■ Exercício proposto 1 ■
Com base no registro do discurso sobre o bloqueio de programação televisiva, responda:
(a) A que partido e a que estado o autor está vinculado?
(b) Em que data e em que página o discurso foi publicado no DSF?
(c) Em qual sessão do Senado Federal o discurso foi proferido?
■ Exercício proposto 2 ■
Prossiga com o registro do discurso sobre o bloqueio de programação televisiva a partir do ponto em que ele termina.

■ Texto fornecido ■
§ §
Discurso durante a 152ª Sessão Deliberativa Ordinária, no Senado Federal

Comentários à medida provisória que trata da obrigatoriedade da instalação, pelos fabricantes de televisores, de dispositivos que permitem o bloqueio de programação indesejada. (como Líder)

Autor
Heráclito Fortes (PFL - Partido da Frente Liberal/PI)
Nome completo: Heráclito de Sousa Fortes
Casa
Senado Federal
Tipo
Discurso
Resumo por assunto
TELECOMUNICAÇÃO.:
  • Comentários à medida provisória que trata da obrigatoriedade da instalação, pelos fabricantes de televisores, de dispositivos que permitem o bloqueio de programação indesejada. (como Líder)
Publicação
Publicação no DSF de 05/11/2004 - Página 35165
Assunto
Outros > TELECOMUNICAÇÃO.
Indexação
  • COMENTARIO, MEDIDA PROVISORIA (MPV), PROJETO DE LEI DE CONVERSÃO (PLV), APROVAÇÃO, CAMARA DOS DEPUTADOS, AUMENTO, OBRIGATORIEDADE, APARELHO ELETRONICO, BLOQUEIO, RECEPÇÃO, PROGRAMAÇÃO, TELEVISÃO, CRITICA, INCLUSÃO, ARTIGO, INTERPRETAÇÃO CONTROVERTIDA, CENSURA, CLASSIFICAÇÃO, FAIXA, IDADE, REGISTRO, RECLAMAÇÃO, EMISSORA, EXCESSO, CONTROLE, CRITERIOS, GOVERNO FEDERAL, APREENSÃO, ABERTURA, INTERFERENCIA, ORGANIZAÇÃO NÃO-GOVERNAMENTAL (ONG), CONCLAMAÇÃO, SENADOR, REJEIÇÃO, MATERIA.
§ §
■ Informações registradas ■

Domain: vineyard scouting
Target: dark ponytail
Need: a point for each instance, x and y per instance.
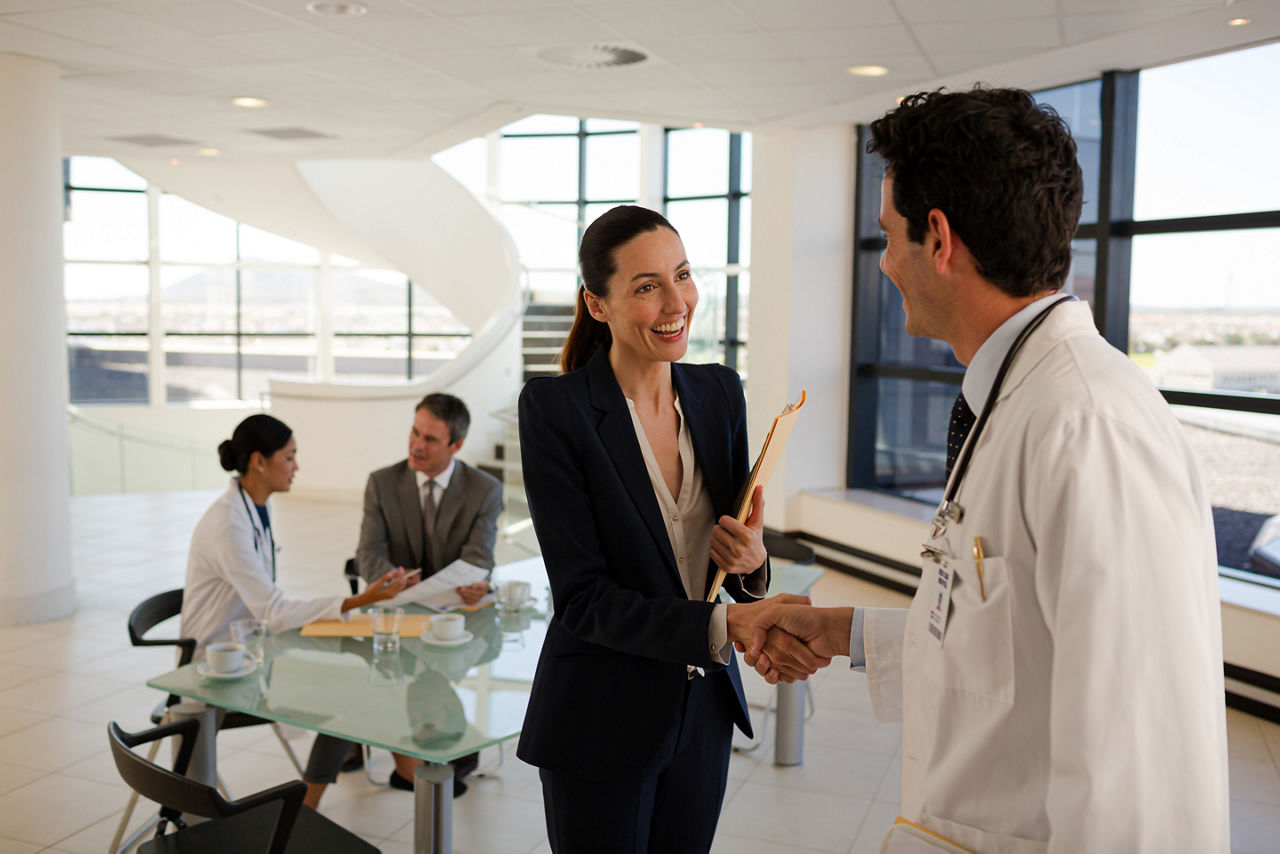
§ §
■ Resultado da tarefa 1 ■
(a) Ao PFL (Partido da Frente Liberal), pelo Piauí (PI).
(b) Em 05/11/2004, na página 35165.
(c) Na 152ª Sessão Deliberativa Ordinária.

■ Resultado da tarefa 2 ■
O SR. HERÁCLITO FORTES (PFL - PI. Pela Liderança do PFL. Sem revisão do orador) - Sr. Presidente, Srªs e Srs. Senadores, pretendo, hoje, ao ocupar esta tribuna, chamar a atenção dos meus prezados colegas para uma matéria que veio da Câmara e que já consta da Ordem do Dia do Senado. Embora a pauta esteja travada por conta de algumas medidas provisórias, logo teremos a oportunidade de votá-la, e é por isso que venho alertar a Casa, para que evitemos mais um dispositivo que pode atentar contra a liberdade de expressão.

Refiro-me à Medida Provisória nº 195, que, aprovada pela Câmara há poucos dias, recebeu a nova denominação de PLV nº 45. Ela chegou ao Senado na semana passada, quando estávamos todos envolvidos no segundo turno das eleições.

Versa a MP sobre a “obrigatoriedade de os novos aparelhos de televisão conterem dispositivo para bloqueio temporário da recepção de programação inadequada”. Em princípio, esse é um clamor da sociedade, bombardeada por uma programação, muitas vezes, inadequada - para dizer o mínimo - sobretudo para as nossas crianças.

Tanto era um anseio geral, que já está em vigor lei a esse respeito aprovada pelo Congresso. O Governo, no entanto, vendo que o prazo para adequação da indústria era exíguo, editou nova MP, que, inclusive, revoga a legislação anterior. O objetivo principal seria, portanto, estender até 2006 o prazo para a indústria colocar os chips nos novos televisores. Mas acontece que o Governo foi muito além.

Um dos problemas está no art. 3º do texto, mantido pelos colegas Deputados, que estabelece:

Competirá ao Poder Executivo, ouvidas as entidades representativas das pessoas jurídicas referidas no art. 1º (concessionárias, permissionárias ou autorizatárias de serviços de radiodifusão de sons e imagens), proceder à classificação indicativa dos programas de televisão, que deverá apresentar as faixas etárias a que não se recomendem os programas de televisão identificados.

O projeto de lei de conversão, assinado pelo Deputado Orlando Fantazzini e relatado pelo Deputado Antonio Carlos Biscaia, ambos do PT, acrescentou que deverá ser ouvido também o Conselho de Defesa dos Direitos da Pessoa Humana.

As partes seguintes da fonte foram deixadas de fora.